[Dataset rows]

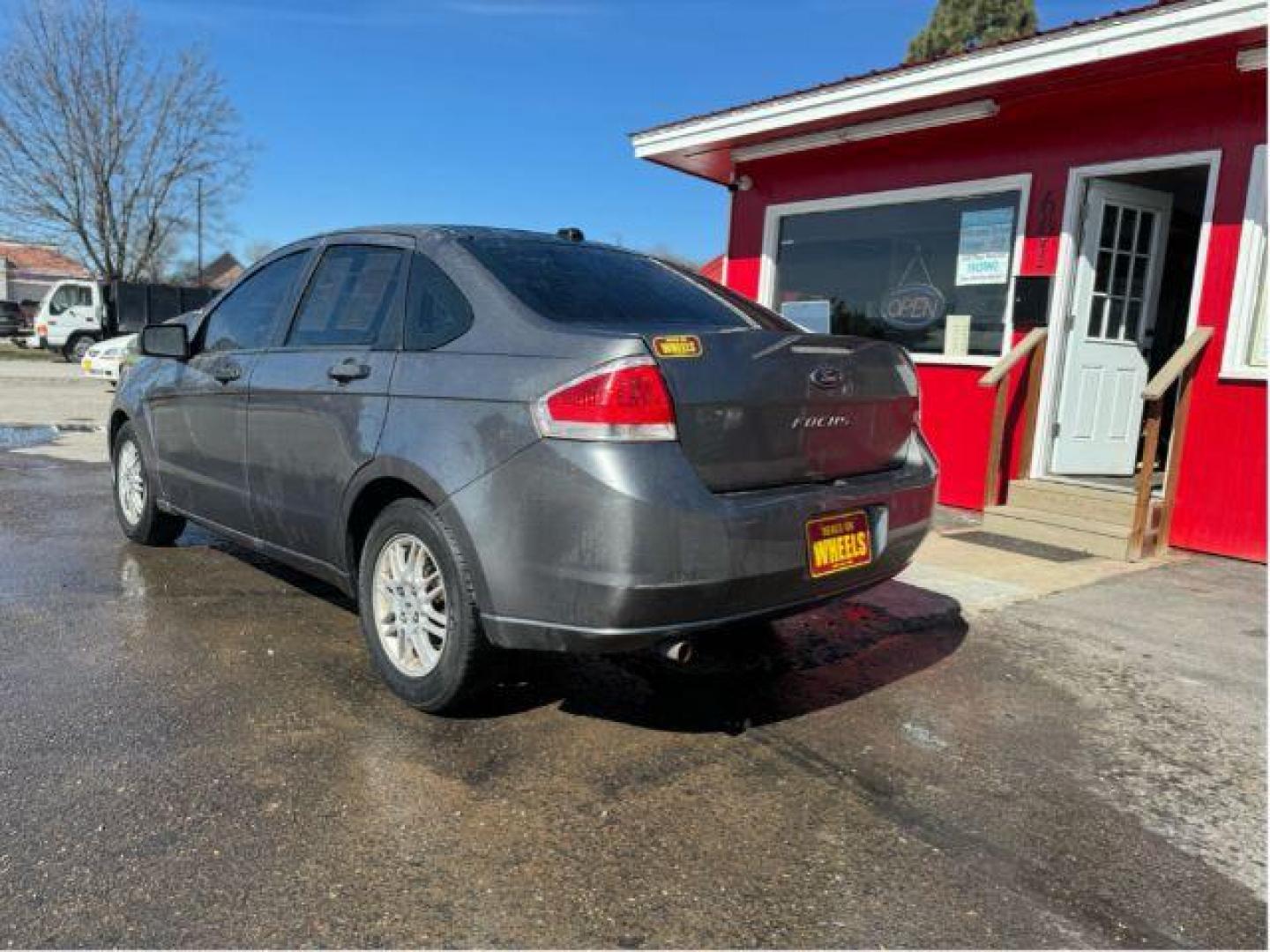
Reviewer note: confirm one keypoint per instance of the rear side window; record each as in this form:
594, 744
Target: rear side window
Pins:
349, 297
437, 311
247, 317
602, 287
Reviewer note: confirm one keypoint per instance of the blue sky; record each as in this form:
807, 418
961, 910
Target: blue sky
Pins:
512, 112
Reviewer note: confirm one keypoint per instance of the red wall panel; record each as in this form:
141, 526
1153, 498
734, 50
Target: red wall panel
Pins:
1191, 100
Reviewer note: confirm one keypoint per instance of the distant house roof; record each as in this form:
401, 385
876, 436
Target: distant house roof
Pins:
34, 260
703, 145
222, 271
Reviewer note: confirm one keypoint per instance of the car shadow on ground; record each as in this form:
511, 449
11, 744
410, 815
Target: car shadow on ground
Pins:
739, 677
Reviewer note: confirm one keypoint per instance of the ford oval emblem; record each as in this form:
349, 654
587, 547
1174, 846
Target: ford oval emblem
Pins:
827, 377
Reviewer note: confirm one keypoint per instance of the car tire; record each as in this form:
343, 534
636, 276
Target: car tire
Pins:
430, 666
135, 504
77, 346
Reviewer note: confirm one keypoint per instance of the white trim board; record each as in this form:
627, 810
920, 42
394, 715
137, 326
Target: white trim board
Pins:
1068, 247
1154, 28
1244, 294
1021, 183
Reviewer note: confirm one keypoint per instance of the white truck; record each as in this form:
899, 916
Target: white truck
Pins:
78, 314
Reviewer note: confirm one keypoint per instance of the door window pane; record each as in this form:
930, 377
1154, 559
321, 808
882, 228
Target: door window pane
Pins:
245, 320
1128, 225
349, 297
897, 271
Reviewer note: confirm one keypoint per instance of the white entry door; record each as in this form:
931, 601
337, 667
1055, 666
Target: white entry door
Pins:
1113, 322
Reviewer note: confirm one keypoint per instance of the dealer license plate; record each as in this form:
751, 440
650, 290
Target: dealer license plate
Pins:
839, 542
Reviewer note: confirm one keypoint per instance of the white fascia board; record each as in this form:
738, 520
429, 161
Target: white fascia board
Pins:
859, 132
1252, 58
1151, 29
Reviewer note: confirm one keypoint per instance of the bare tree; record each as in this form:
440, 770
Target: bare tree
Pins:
101, 144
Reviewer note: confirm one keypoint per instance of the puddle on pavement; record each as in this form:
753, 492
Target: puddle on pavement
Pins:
23, 437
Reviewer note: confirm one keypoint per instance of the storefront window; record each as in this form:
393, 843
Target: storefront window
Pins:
931, 274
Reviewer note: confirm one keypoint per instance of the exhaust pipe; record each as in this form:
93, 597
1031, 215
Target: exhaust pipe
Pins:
678, 651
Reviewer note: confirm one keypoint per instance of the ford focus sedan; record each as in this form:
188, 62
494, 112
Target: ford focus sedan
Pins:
499, 439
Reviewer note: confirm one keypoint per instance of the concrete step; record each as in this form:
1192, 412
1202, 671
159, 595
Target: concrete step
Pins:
1067, 499
1109, 539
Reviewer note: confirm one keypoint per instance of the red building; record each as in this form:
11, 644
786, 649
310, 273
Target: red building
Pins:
1102, 184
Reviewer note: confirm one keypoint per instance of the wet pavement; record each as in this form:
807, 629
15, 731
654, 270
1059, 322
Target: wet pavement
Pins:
196, 753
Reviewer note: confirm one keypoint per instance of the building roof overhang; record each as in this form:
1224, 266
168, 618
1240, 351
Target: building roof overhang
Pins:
923, 94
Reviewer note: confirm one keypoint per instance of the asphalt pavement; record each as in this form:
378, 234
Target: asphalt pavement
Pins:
196, 753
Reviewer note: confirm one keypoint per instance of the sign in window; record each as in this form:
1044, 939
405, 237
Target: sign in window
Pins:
932, 276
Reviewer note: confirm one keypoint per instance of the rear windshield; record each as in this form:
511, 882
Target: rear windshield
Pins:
601, 287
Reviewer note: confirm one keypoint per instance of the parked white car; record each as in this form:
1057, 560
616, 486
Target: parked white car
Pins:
104, 360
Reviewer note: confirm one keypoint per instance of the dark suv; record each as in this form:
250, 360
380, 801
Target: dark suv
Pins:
499, 438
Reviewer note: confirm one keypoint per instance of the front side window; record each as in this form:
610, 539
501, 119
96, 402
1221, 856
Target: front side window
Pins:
932, 276
605, 287
1246, 335
351, 296
69, 296
245, 320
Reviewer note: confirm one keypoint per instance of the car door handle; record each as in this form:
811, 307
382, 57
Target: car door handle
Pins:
349, 369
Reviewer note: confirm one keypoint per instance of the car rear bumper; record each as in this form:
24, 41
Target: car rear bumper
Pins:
611, 546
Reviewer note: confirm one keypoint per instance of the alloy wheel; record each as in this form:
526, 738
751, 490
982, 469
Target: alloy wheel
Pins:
130, 482
410, 616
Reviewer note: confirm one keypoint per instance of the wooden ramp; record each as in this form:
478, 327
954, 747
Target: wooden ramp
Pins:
1081, 518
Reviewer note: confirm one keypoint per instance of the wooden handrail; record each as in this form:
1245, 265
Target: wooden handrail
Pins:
997, 376
1180, 366
997, 372
1183, 357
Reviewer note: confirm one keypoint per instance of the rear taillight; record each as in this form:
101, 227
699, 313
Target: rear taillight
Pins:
621, 400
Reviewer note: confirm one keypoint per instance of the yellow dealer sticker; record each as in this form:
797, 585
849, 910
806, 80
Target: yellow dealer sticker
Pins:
677, 346
837, 542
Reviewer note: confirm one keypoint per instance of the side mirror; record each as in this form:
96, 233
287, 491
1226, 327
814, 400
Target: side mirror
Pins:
169, 340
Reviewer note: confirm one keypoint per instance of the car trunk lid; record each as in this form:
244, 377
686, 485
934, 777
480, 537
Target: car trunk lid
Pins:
768, 407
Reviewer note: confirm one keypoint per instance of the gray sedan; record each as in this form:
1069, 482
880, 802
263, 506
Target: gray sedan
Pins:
510, 439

# Problem to work on
Beginning at the line that holds "Reviewer note: confirm one keypoint per instance of the car door", reproduce each line of the records above down to and including the last one.

# Exercise solution
Reviewer note: confirm one keypoint per instance of the car door handle; record each as in this form:
811, 307
382, 57
Target: car door handle
Pins:
349, 369
Reviewer note: confirm one keypoint per instance of the car rear bumper; record each as in this form:
24, 41
Target: car rear bumper
Pins:
611, 546
Reviewer note: confirm one keypoint per instance of the alloy wheel; record each as in this form:
526, 738
751, 490
982, 469
Target: alloy wheel
Pins:
130, 482
410, 616
Reviewer note: confirm one keypoint per instance of the wooden ramp; record each as in this form:
478, 327
954, 747
Target: wooden ramp
Pins:
1081, 518
Reviewer note: confirm one keypoint per instance of the wooden handrail; record each as in this form:
1245, 265
Target: wooden handrail
Pins:
997, 376
1180, 366
997, 372
1183, 357
Reviewer note: confirm one keypoint per instance of the rear taillight; record each as in this form:
101, 227
699, 313
Target: rear taillight
Pins:
621, 400
Reviewer note: confirm one keypoint per instance of the yellow dealer sticker; record each as in this form:
797, 585
849, 910
806, 80
Target: yellow dealer sticker
Pins:
677, 346
837, 542
Reviewer note: confirm one keypoint per instance of the side mirror; record each as in this form:
96, 233
287, 491
1226, 327
814, 400
Target: side mirror
Pins:
169, 340
Reviewer note: confirm one keypoint per instance of the car trunk lid; record each as in this form:
244, 377
686, 485
934, 777
480, 537
Target: car trunk lid
Pins:
768, 407
Reviewer note: confirm one keypoint per instance of the gray sedan; record each as in this form:
1069, 482
880, 802
263, 506
Target: gray sedan
Pins:
510, 439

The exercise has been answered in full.